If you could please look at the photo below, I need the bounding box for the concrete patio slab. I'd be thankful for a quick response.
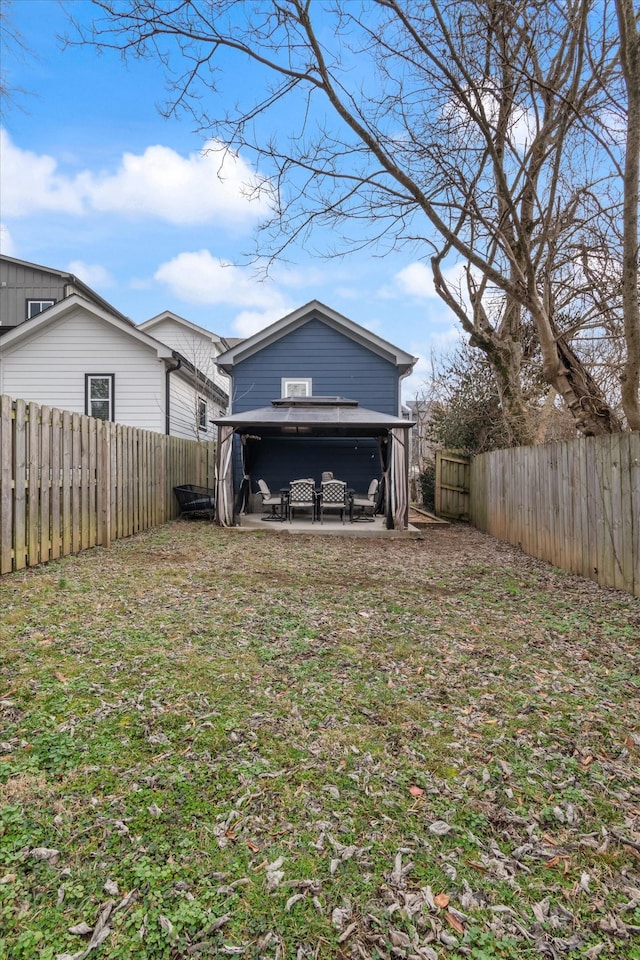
[230,513,422,539]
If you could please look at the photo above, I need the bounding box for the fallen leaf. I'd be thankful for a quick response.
[444,912,464,933]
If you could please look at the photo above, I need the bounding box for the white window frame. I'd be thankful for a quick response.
[84,373,115,421]
[27,297,55,320]
[280,377,313,399]
[196,397,209,433]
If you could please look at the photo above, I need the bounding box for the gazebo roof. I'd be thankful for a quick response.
[213,397,415,435]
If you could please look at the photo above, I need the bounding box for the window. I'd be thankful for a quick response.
[27,300,55,320]
[198,397,208,430]
[85,373,115,420]
[281,377,311,397]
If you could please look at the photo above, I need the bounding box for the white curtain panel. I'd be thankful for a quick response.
[389,427,409,530]
[216,426,233,527]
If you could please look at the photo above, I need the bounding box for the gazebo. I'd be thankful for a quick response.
[214,397,414,530]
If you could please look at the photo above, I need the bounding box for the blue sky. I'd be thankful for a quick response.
[0,0,455,399]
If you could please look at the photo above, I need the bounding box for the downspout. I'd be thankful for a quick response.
[164,353,182,436]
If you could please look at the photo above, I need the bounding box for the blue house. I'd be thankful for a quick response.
[215,300,416,529]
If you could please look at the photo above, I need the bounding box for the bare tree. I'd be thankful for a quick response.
[0,0,33,116]
[71,0,640,442]
[616,0,640,430]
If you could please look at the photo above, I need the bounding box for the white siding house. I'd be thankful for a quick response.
[138,310,229,402]
[0,294,204,439]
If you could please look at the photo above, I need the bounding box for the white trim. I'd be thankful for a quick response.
[280,377,313,399]
[216,300,418,375]
[138,310,222,344]
[0,293,173,360]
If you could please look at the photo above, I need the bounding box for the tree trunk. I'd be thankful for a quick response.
[616,0,640,430]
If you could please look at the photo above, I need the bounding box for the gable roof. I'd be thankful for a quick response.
[0,253,135,326]
[216,300,417,376]
[0,293,174,360]
[138,310,226,347]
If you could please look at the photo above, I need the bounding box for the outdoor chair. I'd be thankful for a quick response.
[288,479,316,522]
[258,480,284,520]
[349,480,379,523]
[173,483,216,520]
[319,480,347,523]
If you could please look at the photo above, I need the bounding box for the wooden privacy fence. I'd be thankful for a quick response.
[470,433,640,596]
[0,396,215,574]
[435,450,471,520]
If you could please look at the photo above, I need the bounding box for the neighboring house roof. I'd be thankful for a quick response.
[0,254,135,326]
[138,310,227,349]
[213,397,413,433]
[0,293,174,360]
[216,300,417,376]
[170,354,229,407]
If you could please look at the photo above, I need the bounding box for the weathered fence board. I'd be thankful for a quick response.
[470,433,640,596]
[0,396,215,574]
[435,450,470,520]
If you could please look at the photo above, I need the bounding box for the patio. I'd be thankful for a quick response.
[230,508,449,540]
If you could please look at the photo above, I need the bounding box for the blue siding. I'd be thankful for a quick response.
[232,319,399,416]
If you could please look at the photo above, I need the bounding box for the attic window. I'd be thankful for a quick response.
[280,377,311,397]
[84,373,115,420]
[27,300,55,320]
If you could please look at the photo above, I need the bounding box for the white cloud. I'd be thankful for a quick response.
[0,223,16,257]
[79,141,266,224]
[233,307,293,337]
[0,130,267,224]
[0,130,84,217]
[67,260,114,287]
[378,261,464,308]
[154,250,286,315]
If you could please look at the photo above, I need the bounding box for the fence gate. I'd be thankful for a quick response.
[435,450,471,520]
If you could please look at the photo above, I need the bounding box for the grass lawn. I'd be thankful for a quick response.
[0,522,640,960]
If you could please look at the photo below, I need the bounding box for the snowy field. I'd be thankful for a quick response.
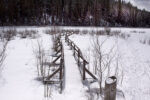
[0,27,150,100]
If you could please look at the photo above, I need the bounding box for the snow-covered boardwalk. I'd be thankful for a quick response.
[63,41,85,100]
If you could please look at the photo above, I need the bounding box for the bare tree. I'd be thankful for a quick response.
[0,41,8,69]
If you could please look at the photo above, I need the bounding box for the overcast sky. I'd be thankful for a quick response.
[126,0,150,11]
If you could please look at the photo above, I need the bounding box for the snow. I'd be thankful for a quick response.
[106,77,116,84]
[0,27,150,100]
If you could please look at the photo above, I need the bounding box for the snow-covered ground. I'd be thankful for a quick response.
[0,27,150,100]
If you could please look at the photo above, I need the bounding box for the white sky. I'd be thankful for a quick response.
[126,0,150,11]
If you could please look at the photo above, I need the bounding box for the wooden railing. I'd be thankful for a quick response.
[44,36,65,91]
[65,34,97,80]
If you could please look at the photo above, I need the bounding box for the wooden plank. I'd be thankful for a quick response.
[52,55,61,63]
[85,68,97,80]
[47,68,61,80]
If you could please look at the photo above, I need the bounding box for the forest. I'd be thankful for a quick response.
[0,0,150,27]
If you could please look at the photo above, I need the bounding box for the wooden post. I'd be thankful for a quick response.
[83,60,86,80]
[78,49,80,66]
[104,76,117,100]
[73,45,76,57]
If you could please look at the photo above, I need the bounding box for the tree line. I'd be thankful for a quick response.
[0,0,150,27]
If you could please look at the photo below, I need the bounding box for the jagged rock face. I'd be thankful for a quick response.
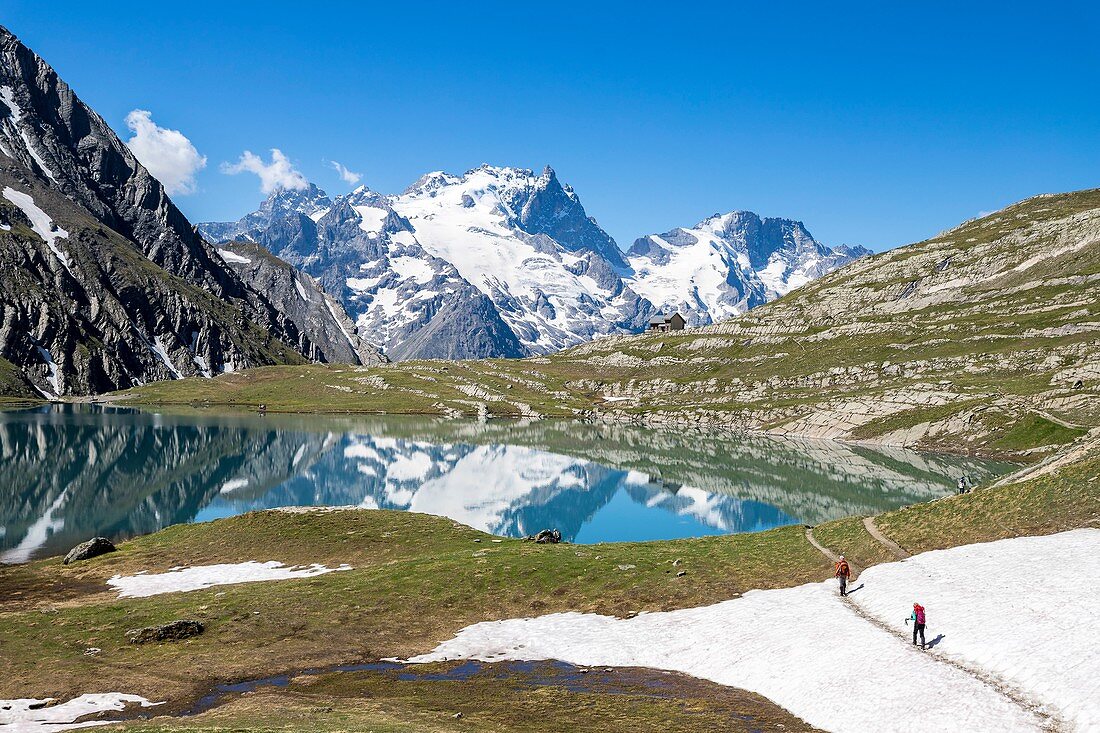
[0,28,371,395]
[627,211,870,326]
[199,165,866,359]
[211,242,387,364]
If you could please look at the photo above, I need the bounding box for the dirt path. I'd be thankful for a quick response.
[806,517,1063,731]
[806,527,862,578]
[839,595,1065,733]
[864,516,910,560]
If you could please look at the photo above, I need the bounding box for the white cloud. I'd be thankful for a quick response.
[221,147,309,194]
[329,161,363,186]
[127,109,206,196]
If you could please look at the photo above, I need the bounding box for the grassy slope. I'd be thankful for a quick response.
[128,190,1100,458]
[0,435,1100,730]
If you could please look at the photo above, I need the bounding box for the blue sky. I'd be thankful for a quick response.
[0,0,1100,250]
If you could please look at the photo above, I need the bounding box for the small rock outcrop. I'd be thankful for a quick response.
[127,619,206,644]
[62,537,118,565]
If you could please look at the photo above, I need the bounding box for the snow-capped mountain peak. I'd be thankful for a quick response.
[200,164,862,359]
[627,211,869,325]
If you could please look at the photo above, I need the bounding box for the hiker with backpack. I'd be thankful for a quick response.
[905,603,925,649]
[833,555,851,595]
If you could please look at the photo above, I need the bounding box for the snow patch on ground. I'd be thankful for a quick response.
[107,560,351,598]
[0,692,164,733]
[3,186,76,277]
[413,529,1100,733]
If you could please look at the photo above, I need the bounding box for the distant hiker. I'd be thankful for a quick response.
[905,603,924,649]
[833,555,851,595]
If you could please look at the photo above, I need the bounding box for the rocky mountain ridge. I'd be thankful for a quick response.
[0,28,378,396]
[138,189,1100,460]
[199,165,867,359]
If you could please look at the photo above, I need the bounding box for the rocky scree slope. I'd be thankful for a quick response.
[152,189,1100,459]
[0,28,378,396]
[199,165,866,359]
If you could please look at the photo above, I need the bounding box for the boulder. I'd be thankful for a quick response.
[63,537,116,565]
[127,620,206,644]
[526,529,561,545]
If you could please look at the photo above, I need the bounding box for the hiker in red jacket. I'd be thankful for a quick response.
[833,555,851,595]
[905,603,924,649]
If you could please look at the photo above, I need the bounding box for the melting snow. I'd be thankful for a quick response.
[0,692,164,733]
[107,560,351,598]
[149,336,184,380]
[35,346,62,400]
[0,87,57,183]
[3,186,76,277]
[413,529,1100,732]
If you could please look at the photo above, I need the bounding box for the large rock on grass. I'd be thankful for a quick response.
[127,619,206,644]
[63,537,116,565]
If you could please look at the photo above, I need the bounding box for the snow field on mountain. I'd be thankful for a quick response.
[392,168,638,351]
[413,529,1100,733]
[3,186,76,277]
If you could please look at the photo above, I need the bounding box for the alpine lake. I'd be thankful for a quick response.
[0,405,1014,564]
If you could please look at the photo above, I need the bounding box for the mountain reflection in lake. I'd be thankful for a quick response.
[0,406,1011,562]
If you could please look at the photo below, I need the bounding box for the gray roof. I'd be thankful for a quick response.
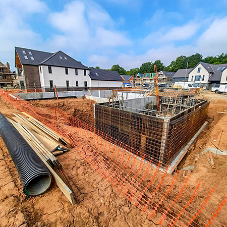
[15,47,88,69]
[121,75,132,81]
[209,64,227,82]
[173,68,192,78]
[200,62,214,73]
[162,71,175,77]
[90,68,123,81]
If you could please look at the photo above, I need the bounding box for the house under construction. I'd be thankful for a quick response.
[95,96,209,167]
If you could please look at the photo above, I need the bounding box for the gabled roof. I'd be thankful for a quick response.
[15,47,88,69]
[162,71,175,77]
[120,75,132,81]
[209,64,227,82]
[0,62,6,68]
[200,62,214,73]
[90,68,123,81]
[173,68,192,78]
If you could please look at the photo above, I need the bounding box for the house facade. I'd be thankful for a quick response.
[15,47,91,91]
[173,68,192,83]
[120,75,134,87]
[188,62,227,89]
[221,67,227,84]
[0,62,15,88]
[158,71,175,84]
[89,68,123,89]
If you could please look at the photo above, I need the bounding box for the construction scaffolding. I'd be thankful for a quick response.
[95,96,209,167]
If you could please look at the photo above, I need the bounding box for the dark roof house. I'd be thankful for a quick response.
[15,47,88,69]
[173,68,192,82]
[90,68,123,81]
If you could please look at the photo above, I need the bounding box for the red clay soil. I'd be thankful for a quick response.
[30,98,96,126]
[0,93,227,226]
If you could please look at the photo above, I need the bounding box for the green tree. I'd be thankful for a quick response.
[139,62,154,73]
[110,65,126,75]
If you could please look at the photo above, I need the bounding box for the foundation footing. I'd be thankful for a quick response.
[167,121,208,174]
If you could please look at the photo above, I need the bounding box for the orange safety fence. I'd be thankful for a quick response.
[0,91,226,226]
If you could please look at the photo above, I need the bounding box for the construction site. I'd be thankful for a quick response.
[0,86,227,227]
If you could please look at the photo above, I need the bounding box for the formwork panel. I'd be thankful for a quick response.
[95,97,209,166]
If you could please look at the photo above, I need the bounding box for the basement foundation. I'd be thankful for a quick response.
[95,96,209,168]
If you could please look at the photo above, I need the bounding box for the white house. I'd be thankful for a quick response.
[90,68,123,88]
[15,47,91,91]
[188,62,227,87]
[15,47,123,91]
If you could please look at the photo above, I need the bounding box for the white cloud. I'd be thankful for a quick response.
[198,17,227,55]
[0,0,47,68]
[142,22,200,45]
[160,23,200,42]
[49,0,131,51]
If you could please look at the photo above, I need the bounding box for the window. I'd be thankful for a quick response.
[50,80,54,90]
[65,68,69,75]
[66,80,69,91]
[195,76,201,81]
[48,66,52,73]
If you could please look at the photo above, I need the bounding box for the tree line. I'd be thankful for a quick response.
[95,53,227,75]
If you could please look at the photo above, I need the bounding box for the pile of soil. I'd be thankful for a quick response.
[30,98,96,126]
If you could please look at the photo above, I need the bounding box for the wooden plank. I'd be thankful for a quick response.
[22,112,70,145]
[208,150,215,169]
[13,115,61,152]
[10,118,75,205]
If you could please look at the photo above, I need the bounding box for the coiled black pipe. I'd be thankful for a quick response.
[0,113,52,196]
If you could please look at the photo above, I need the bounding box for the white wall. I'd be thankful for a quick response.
[91,80,123,87]
[39,65,91,88]
[221,68,227,84]
[188,64,209,84]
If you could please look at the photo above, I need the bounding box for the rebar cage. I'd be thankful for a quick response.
[95,96,209,167]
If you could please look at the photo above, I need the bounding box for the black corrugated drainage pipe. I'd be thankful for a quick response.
[0,113,52,196]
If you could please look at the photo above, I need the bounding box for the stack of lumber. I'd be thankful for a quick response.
[8,113,75,204]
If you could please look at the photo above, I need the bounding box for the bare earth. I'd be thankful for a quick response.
[0,93,227,227]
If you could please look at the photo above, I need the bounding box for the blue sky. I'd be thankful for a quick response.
[0,0,227,70]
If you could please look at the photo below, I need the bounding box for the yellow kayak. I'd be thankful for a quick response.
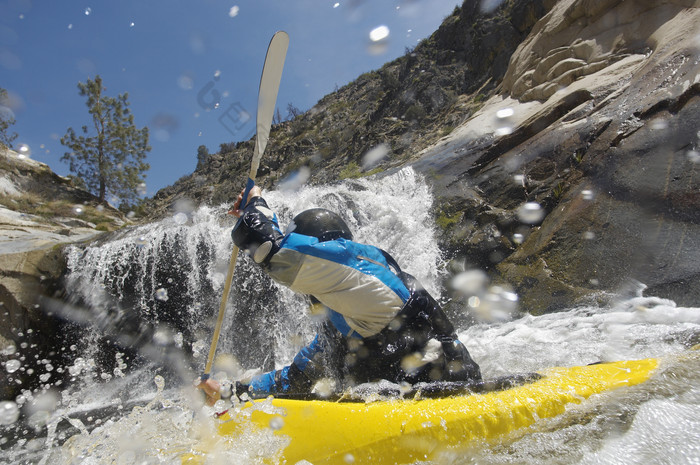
[182,358,658,465]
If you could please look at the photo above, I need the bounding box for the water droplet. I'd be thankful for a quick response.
[136,182,146,195]
[650,119,668,131]
[496,108,515,119]
[495,108,515,136]
[5,359,22,373]
[156,287,168,302]
[314,378,335,399]
[452,270,489,295]
[0,400,19,425]
[177,75,194,90]
[270,416,284,431]
[401,352,425,373]
[0,344,17,355]
[369,24,389,42]
[153,375,165,392]
[279,166,311,192]
[16,144,32,160]
[517,202,544,224]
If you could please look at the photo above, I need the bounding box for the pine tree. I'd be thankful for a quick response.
[0,87,17,148]
[61,75,151,202]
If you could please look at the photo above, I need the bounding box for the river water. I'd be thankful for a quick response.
[0,169,700,465]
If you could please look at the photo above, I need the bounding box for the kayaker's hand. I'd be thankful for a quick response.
[228,186,262,218]
[197,378,221,407]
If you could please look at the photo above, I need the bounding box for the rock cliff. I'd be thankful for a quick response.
[146,0,700,312]
[0,0,700,394]
[0,150,126,399]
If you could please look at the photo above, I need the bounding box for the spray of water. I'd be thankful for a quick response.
[0,170,700,464]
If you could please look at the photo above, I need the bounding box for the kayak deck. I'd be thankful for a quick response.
[183,359,658,465]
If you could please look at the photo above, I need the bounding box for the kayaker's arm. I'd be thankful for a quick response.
[229,187,284,266]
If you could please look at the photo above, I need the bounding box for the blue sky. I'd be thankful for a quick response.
[0,0,461,196]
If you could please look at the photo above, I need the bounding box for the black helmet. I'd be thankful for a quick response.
[287,208,352,242]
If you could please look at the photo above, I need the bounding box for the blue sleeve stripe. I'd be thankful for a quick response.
[282,233,410,302]
[328,308,362,339]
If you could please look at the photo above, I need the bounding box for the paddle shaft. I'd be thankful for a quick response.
[201,31,289,380]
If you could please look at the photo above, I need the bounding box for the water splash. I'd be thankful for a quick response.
[3,170,700,464]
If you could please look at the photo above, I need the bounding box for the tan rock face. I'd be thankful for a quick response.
[503,0,697,102]
[415,0,700,312]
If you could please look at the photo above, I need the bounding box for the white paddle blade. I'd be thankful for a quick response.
[249,31,289,179]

####

:: Your goal ::
Gather every line of the items above that contains the word "foundation", and copy each such line in full.

:: Result ::
If you could please look at the photo above, I need the bounding box for the foundation footing. I'd be thankful for a quick response.
If you could please look at the photo above, I need the bounding box for the basement foundation. I'd be thankful for a quick response.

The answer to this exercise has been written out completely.